### Written problem
Set out the lines of the listing below as a numbered list, starting at the line that contains "point: white window" and ending at the last line of the listing. Leave out any blank lines.

## Start Exercise materials

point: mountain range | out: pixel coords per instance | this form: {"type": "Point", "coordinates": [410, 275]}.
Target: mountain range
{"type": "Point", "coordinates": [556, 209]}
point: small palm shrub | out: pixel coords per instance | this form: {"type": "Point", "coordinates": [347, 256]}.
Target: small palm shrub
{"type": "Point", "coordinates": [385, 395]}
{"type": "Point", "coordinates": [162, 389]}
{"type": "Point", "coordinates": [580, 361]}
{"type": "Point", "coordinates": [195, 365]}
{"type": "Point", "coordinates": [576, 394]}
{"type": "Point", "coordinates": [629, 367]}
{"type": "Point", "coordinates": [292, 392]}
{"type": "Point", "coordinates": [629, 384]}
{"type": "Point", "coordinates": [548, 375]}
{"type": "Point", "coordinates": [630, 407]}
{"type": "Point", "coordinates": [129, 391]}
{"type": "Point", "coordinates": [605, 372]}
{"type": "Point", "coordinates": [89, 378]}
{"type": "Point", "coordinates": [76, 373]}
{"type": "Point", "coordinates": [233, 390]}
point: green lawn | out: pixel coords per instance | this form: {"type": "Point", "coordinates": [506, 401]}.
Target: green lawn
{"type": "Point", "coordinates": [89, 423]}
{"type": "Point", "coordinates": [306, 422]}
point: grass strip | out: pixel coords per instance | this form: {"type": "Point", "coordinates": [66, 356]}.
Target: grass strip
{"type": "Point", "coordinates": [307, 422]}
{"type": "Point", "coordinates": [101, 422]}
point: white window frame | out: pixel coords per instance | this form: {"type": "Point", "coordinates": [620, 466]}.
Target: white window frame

## End Exercise materials

### Exercise result
1. point: white window frame | out: pixel coords per instance | this form: {"type": "Point", "coordinates": [620, 466]}.
2. Target: white window frame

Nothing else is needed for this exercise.